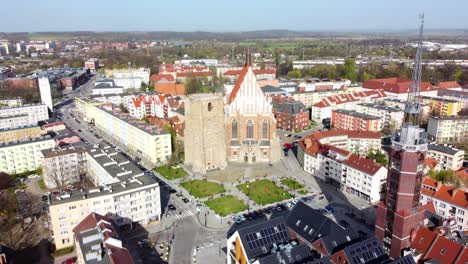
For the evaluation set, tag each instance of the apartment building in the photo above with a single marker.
(141, 74)
(447, 158)
(22, 156)
(97, 240)
(449, 202)
(290, 115)
(398, 88)
(322, 110)
(355, 175)
(441, 106)
(353, 120)
(63, 166)
(125, 194)
(391, 117)
(448, 129)
(148, 142)
(25, 115)
(8, 135)
(309, 98)
(357, 142)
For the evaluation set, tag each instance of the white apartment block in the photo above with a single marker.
(392, 118)
(449, 203)
(142, 74)
(447, 158)
(125, 194)
(22, 156)
(147, 142)
(352, 174)
(448, 129)
(25, 115)
(63, 166)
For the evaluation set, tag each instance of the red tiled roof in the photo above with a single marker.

══════

▸ **Short exercise**
Please rescale all the records above by writing out every line again, requests included, with each point coordinate in the answers multiplied by 2.55 and rounded to a whole number, halves rounding up. Leave the pictures out of your reply.

▸ **Final result**
For the evaluation set, tag each instance of the apartment building in the photo above with a single marker.
(360, 189)
(1140, 403)
(56, 398)
(247, 612)
(1145, 515)
(740, 293)
(1015, 224)
(821, 281)
(905, 446)
(1125, 270)
(900, 306)
(161, 423)
(319, 495)
(997, 298)
(1142, 329)
(377, 362)
(64, 293)
(20, 344)
(788, 250)
(910, 362)
For the evaluation set, tag each instance of the white apartment block in the photo above with a single marker.
(1000, 301)
(1145, 518)
(362, 189)
(1140, 403)
(319, 495)
(56, 398)
(375, 362)
(898, 444)
(1142, 329)
(64, 293)
(161, 423)
For the evaluation set, tag each instance of the red tiled roof in the photo above with a single marker.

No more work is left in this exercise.